[Records from a data source]
* * * * *

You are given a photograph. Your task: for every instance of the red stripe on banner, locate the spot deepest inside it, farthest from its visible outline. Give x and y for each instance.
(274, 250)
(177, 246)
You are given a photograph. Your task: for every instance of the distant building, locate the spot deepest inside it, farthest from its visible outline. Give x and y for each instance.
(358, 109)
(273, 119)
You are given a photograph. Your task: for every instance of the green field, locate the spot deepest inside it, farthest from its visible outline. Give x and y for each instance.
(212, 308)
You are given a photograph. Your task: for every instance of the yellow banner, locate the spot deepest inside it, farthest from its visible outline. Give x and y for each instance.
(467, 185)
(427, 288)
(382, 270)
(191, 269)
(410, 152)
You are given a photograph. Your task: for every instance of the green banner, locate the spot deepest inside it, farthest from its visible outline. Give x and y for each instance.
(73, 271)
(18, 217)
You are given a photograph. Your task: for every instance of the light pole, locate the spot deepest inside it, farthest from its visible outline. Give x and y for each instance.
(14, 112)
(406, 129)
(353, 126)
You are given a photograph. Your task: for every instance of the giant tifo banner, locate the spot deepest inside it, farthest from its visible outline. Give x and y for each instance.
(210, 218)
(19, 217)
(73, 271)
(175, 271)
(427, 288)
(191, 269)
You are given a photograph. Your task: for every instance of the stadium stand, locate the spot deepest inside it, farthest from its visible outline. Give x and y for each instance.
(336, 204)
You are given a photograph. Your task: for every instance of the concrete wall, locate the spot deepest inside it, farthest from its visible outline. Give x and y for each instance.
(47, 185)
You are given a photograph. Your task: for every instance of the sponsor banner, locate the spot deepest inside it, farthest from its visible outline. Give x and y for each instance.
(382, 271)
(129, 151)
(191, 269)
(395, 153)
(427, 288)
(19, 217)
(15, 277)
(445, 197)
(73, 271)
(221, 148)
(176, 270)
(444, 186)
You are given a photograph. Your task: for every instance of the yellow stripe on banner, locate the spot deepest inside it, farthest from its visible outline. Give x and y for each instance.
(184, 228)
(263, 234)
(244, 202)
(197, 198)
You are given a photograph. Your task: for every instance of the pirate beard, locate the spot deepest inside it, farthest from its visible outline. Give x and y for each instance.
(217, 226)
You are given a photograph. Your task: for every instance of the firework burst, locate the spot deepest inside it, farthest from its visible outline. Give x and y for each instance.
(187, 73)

* * * * *

→ **EXERCISE INSTRUCTIONS**
Copy out every one of the lines above word for word, keeping them in the same order.

→ **ANSWER**
You are given a photograph. Your task: for every instance of the red stripe on banner, locate the spot deepest inside it, farthest from its visible outline. Give x and y for each instance.
(274, 250)
(177, 246)
You are given a photograph. Your task: for every instance of the distant building, locate the spot deepest inside it, farthest from its visible outline. Give x and y for each instance.
(358, 109)
(273, 119)
You are given a photograph. Your task: for every instance of the green field, locate the spot deepest inside it, farthest from its visible outline. Give x and y for each instance.
(212, 308)
You are given a photograph. Your task: for every instance of the yellow banner, locate the spot deepest inside it, farthest from its visible outline. Give x and y for each instance.
(467, 185)
(427, 288)
(382, 270)
(191, 269)
(410, 152)
You are given a photograph. Your task: for every instance of the green banner, locate the spot deepest inside it, farthest from its visible outline. Give x and y for each instance.
(73, 271)
(18, 217)
You are given a photograph. Your task: for every instance of the light pole, locate the spot deepest inside it, farthest from its visible outline. Give x and y for each instance.
(14, 112)
(406, 129)
(353, 126)
You are given a photograph. Your task: for every instance of the giant tifo banner, locate the spot deepest inside it, farthest from its visible outline. Give x and y for each instance.
(210, 218)
(19, 217)
(73, 271)
(175, 271)
(427, 288)
(191, 269)
You are given a photograph. Your task: for every instance of the stadium stand, locate the spot deepest inside it, farthest from its visible outline. Give x and y for each instance.
(336, 204)
You are given a photograph. Your task: for every instance of the concrete wall, locate the spot deepest inside it, farthest from its visible outline. Give x and y for each instance.
(47, 185)
You are given a photograph. Your task: for every instance of the sponsor banner, locate the spot deepest inside it, farthest from its visible outline. Give x and y for each instance.
(382, 271)
(129, 151)
(191, 269)
(395, 153)
(427, 288)
(19, 217)
(15, 277)
(445, 197)
(73, 271)
(221, 148)
(176, 270)
(444, 186)
You are given a photograph. Your task: for every instance of the yellow stripe on banner, locate the spot deepest inside it, farthest from its visible outline. Give x and y for each instance.
(184, 228)
(263, 234)
(244, 202)
(197, 198)
You are given a photograph. Your task: for every instance of the pirate beard, locate the spot deepest inside it, farthest from its visible outline. Give x and y for each instance.
(217, 226)
You are given a photograph. Your task: for every instance of the firework burst, locate the spot deepest inside it, farthest from its visible outline. Give x and y for each instance.
(187, 73)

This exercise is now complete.